● ARTICLE
↓↓↓

I'm sorry I'm annoying you Clint. But it's a two way street here. Over and over you take the opportunity to voice your opinions on how Tivos are lacking in this area or are lame in another area. I get somewhat annoyed at that but you have the right to voice your opinion just as I have the right to voice my opinion.

I guess I don't see why my post regarding the R15's problems should be removed from this thread and your post regarding Tivo's lame implementation of a feature is allowed in this thread.


----------



## Clint Lamor (Nov 15, 2005)

Wolffpack said:


> If I'm not mistaken we're discussing possible enhancements for the R15. In this thread you mentioned:
> 
> walters replied:
> 
> ...


Explain to me how me saying that a bad implementation on the Tivo of something they could have done much better gives the right to start bashing the R15 saying the entire DVR is lame and so forth? The Tivo is very good hardware and software in many aspects but I am sorry MANY of the decisions they have made in direction are very poor. I do not have issues with people point out that the R15 has problem X, Y or Z I do take issue with it needing to be pointed out in almost every thread that is on this board. The R15 missing X recording or recording too many of show Y has absolutley nothing to do with them adding a new feature at some point or that Tivo could have done better in a certain area.


----------



## wbmccarty (Apr 28, 2006)

Clint Lamor said:


> The R15 missing X recording or recording too many of show Y has absolutley nothing to do with them adding a new feature....


I respectfully, but vigorously, disagree. Abundant evidence supports the reverse of your opinion.

Let's start, rather aribtrarirly, with consideration of the software testing process. How do you propose that DTV test for correct implementation of a new feature when even superficial testing would fail owing to any one of many known defects reported in this forum? For instance, what would be the proper behavior (that is, the test oracle) of a new feature used immediately following a Find By Title operation (which, due to an existing software defect, appears to corrupt the stack or heap)?

↑↑↑

Collection entries:
↓↓↓

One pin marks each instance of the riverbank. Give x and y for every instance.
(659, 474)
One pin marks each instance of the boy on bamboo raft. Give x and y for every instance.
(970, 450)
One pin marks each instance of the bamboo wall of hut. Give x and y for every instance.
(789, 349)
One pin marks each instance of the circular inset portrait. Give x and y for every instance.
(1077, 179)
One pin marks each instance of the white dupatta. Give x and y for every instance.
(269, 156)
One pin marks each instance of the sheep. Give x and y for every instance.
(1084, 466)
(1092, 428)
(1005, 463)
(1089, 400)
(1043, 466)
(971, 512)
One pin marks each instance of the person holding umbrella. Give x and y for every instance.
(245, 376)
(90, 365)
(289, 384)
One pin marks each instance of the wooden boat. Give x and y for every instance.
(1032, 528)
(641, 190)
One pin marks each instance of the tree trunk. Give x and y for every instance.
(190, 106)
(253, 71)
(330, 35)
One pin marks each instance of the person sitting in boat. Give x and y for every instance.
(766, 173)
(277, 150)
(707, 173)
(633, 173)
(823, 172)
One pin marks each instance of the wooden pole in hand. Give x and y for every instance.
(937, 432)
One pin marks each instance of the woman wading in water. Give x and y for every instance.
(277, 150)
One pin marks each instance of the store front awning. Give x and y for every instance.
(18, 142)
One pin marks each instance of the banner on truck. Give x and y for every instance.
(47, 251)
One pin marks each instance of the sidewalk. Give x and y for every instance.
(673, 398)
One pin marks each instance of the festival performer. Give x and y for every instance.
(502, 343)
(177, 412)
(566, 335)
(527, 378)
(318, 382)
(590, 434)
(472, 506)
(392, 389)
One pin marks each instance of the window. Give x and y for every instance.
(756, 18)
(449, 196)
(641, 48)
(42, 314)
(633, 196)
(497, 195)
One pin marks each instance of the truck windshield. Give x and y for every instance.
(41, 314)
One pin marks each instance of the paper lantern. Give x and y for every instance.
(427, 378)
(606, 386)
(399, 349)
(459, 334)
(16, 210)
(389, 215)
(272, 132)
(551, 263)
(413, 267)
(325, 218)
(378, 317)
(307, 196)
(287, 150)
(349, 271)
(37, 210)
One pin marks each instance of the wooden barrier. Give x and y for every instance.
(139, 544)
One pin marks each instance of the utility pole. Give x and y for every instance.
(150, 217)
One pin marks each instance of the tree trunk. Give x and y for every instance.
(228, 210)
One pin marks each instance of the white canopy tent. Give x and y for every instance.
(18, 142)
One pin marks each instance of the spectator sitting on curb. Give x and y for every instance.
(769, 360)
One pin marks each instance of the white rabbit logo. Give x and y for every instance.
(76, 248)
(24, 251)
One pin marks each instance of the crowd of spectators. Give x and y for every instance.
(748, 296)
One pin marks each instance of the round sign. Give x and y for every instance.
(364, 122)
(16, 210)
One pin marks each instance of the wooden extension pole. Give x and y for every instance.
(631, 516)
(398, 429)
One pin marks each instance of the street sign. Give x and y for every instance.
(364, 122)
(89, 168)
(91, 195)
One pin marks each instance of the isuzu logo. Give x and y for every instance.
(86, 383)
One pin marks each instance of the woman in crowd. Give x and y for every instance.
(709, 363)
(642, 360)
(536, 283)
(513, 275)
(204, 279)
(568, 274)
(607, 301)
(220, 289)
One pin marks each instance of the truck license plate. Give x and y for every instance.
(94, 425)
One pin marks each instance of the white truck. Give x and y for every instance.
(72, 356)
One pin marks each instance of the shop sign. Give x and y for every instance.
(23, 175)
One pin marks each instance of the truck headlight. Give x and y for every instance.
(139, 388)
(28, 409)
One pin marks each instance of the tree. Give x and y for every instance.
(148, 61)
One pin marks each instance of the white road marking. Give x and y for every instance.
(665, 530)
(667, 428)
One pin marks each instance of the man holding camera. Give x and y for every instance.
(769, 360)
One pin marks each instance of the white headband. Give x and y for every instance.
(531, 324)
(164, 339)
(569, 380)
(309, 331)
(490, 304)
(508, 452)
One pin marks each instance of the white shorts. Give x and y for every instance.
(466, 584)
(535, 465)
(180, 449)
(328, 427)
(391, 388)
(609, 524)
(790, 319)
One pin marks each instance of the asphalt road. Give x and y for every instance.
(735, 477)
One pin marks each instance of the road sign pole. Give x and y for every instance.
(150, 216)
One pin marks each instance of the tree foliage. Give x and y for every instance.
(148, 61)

↑↑↑

● WRITTEN TASK
From the forum thread about the R15, write out word for word the passage starting at "Let's start, rather" and ending at "stack or heap)?".

● ANSWER BELOW
Let's start, rather aribtrarirly, with consideration of the software testing process. How do you propose that DTV test for correct implementation of a new feature when even superficial testing would fail owing to any one of many known defects reported in this forum? For instance, what would be the proper behavior (that is, the test oracle) of a new feature used immediately following a Find By Title operation (which, due to an existing software defect, appears to corrupt the stack or heap)?